### What to work on
Below are the entries. Transcribe exactly the lines from the one with "windscreen, one point per instance in this photo." through the one with "shaped like [460,278].", ends included, and leave out all others.

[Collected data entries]

──────────────────────────────

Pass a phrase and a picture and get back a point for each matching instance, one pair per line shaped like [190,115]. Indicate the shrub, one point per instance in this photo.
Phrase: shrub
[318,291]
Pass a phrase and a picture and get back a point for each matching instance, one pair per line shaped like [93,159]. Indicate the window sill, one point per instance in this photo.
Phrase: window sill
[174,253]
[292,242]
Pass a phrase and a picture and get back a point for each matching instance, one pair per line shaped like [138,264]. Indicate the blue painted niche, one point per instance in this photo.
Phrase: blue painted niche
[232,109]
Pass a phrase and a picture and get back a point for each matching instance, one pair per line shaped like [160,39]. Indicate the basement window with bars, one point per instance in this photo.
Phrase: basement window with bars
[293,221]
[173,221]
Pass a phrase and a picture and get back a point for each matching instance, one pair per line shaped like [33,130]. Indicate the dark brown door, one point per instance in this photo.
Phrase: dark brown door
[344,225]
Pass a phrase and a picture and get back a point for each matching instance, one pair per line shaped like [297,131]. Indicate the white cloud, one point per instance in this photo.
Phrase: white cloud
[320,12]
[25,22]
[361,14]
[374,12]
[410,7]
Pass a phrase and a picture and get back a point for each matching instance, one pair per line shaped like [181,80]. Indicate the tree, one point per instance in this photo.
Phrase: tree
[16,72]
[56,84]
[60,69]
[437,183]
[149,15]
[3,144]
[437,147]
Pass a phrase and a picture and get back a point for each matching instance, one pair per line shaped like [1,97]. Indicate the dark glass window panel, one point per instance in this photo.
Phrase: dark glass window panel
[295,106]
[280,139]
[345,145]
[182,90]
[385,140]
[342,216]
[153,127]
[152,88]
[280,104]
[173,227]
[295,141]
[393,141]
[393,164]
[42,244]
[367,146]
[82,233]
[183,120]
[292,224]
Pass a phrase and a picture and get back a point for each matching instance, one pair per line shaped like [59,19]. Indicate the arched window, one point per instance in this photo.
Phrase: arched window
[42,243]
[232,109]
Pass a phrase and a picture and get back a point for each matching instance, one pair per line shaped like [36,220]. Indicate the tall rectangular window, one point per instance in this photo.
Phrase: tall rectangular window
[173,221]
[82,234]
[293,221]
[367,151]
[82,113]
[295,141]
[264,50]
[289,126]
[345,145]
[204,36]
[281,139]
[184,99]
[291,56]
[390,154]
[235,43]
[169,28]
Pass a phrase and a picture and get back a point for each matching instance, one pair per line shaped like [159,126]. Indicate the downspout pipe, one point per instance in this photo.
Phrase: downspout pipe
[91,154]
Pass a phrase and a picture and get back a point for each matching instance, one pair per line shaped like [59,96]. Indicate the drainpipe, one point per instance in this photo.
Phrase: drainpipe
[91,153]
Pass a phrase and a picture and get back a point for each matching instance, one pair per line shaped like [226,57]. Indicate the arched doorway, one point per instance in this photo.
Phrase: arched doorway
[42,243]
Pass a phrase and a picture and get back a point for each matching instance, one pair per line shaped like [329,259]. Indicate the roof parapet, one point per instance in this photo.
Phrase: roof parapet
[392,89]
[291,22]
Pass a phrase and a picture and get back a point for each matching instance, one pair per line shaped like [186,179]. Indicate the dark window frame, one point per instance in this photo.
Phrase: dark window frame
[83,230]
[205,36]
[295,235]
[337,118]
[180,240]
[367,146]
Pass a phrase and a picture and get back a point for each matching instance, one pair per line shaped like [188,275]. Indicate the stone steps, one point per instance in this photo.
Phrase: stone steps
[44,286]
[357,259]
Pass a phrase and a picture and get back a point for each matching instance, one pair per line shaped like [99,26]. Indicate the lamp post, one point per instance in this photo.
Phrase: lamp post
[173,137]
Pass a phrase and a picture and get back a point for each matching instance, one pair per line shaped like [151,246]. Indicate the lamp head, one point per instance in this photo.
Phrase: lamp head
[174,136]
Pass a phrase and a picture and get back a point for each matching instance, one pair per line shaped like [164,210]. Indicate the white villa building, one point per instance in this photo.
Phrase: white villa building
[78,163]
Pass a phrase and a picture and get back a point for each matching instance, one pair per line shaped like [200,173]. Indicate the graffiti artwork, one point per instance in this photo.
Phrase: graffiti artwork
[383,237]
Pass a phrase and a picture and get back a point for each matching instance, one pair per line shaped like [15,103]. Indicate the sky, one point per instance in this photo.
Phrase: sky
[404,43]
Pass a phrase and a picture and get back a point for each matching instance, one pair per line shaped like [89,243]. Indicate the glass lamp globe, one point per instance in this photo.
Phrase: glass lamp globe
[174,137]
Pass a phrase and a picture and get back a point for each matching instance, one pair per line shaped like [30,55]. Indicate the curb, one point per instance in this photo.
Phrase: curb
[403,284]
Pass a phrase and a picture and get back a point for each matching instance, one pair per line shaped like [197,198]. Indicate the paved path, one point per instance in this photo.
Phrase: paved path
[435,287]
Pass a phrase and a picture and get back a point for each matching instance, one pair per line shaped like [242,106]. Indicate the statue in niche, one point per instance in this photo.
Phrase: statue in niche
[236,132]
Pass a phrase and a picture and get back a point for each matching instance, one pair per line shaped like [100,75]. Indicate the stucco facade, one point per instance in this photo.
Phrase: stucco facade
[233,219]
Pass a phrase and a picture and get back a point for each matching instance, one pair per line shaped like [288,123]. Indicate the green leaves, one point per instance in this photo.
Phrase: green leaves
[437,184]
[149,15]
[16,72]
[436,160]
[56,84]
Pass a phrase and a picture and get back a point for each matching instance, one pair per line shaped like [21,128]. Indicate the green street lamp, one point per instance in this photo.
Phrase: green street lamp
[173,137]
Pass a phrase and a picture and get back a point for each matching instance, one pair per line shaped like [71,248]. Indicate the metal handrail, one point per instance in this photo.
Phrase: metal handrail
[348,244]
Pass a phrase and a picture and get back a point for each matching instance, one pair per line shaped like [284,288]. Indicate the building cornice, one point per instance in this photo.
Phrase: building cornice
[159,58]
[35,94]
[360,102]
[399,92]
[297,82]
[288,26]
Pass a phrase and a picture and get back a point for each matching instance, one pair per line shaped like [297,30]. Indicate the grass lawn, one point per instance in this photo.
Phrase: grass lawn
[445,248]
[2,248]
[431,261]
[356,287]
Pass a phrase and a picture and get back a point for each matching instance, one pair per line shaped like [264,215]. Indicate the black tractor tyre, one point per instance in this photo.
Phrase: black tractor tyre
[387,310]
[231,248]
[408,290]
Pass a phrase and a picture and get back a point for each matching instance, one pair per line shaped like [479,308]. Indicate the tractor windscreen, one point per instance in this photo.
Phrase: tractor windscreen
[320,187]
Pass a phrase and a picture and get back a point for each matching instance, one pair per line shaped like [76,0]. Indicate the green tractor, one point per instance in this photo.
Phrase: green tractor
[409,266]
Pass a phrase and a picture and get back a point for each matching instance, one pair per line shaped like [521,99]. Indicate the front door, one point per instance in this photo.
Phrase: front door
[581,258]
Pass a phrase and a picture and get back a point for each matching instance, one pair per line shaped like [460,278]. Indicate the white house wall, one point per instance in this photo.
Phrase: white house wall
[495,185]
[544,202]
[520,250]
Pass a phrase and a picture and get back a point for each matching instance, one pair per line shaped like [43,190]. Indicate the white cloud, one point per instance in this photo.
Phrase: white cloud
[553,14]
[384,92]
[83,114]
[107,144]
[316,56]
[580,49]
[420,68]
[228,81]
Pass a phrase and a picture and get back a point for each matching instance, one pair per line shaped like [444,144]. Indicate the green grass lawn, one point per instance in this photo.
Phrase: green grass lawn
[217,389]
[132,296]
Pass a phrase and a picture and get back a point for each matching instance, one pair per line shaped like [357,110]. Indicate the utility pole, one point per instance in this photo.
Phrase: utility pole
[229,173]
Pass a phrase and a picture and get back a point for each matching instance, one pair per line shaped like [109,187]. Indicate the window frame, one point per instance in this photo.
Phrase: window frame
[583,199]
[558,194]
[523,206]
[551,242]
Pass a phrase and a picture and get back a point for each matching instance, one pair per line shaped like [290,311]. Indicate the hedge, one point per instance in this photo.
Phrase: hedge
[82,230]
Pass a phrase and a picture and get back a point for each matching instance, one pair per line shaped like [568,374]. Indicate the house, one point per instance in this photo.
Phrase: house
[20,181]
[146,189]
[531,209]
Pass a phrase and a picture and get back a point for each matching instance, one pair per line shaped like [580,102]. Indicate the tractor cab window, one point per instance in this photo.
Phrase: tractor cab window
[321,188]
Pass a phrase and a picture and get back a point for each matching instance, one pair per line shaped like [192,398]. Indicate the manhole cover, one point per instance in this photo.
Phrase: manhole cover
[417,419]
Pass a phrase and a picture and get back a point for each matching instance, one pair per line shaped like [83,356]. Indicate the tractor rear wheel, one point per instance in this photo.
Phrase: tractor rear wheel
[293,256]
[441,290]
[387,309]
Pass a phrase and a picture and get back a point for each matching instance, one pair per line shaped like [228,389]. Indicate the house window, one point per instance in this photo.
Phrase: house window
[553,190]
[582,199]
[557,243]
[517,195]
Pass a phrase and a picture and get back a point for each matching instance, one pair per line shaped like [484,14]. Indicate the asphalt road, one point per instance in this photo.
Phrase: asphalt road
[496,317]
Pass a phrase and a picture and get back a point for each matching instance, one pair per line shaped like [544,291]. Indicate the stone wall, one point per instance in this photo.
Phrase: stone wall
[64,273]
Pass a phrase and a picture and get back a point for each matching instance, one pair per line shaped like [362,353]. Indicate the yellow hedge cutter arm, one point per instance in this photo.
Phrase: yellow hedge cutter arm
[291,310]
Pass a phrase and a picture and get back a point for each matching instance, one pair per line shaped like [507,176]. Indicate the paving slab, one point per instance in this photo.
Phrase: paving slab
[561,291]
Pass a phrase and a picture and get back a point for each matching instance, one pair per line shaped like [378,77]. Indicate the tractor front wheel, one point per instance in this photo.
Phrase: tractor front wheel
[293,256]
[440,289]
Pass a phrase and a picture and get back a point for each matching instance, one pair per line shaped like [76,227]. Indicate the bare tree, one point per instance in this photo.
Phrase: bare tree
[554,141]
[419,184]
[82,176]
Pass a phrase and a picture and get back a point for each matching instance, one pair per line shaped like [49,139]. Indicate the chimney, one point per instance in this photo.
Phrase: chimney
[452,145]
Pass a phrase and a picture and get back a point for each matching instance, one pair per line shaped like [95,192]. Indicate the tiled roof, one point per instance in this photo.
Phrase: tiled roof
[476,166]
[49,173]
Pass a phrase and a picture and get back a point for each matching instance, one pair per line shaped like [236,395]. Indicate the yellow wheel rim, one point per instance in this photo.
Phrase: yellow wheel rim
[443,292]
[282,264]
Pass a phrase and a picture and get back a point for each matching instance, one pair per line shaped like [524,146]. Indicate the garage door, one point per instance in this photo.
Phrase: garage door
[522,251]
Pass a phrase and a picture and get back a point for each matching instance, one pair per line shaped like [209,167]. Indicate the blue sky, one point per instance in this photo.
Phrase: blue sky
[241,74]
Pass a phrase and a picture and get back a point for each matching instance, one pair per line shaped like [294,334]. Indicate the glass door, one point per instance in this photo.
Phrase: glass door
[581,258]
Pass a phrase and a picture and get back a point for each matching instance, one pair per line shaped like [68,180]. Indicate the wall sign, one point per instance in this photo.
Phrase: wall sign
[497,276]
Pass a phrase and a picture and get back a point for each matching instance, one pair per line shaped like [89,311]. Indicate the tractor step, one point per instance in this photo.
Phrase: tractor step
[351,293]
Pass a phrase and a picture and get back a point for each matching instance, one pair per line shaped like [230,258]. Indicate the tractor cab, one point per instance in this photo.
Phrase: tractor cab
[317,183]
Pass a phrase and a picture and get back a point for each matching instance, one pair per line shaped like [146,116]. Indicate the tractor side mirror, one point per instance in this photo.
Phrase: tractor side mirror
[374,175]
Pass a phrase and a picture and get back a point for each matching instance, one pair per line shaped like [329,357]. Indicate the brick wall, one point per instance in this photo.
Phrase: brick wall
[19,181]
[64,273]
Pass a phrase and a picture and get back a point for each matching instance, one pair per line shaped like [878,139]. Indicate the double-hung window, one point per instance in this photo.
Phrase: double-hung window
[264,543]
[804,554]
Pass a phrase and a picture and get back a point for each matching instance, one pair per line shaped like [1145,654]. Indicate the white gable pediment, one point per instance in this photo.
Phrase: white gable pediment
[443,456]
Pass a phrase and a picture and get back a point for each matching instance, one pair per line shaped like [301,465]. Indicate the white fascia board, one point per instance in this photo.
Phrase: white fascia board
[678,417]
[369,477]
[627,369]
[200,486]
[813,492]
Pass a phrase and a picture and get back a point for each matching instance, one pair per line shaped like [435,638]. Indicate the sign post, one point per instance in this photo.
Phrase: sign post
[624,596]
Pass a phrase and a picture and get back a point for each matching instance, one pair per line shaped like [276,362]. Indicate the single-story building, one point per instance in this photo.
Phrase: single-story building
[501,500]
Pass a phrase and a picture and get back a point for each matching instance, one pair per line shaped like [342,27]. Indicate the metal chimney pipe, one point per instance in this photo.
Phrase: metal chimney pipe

──────────────────────────────

### Task solution
Pass a phrase and a picture and get back a point for each matching instance, one pair per line shaped like [479,308]. Indicate the tractor windscreen, one point per instance in this photo.
Phrase: tractor windscreen
[320,187]
Pass a phrase and a picture and get back a point for each matching instance, one pair per line shaped like [76,0]. Indicate the green tractor, one point per instance in this photo.
Phrase: green tractor
[409,266]
Pass a phrase and a picture and get back a point for each matching instance, one pair per line shaped like [521,99]. Indicate the front door, one point per instance in this photo.
Phrase: front door
[581,258]
Pass a phrase and a picture and get back a point for each matching instance, one pair per line shaped like [460,278]. Indicate the white house wall, one point per instance in this photo.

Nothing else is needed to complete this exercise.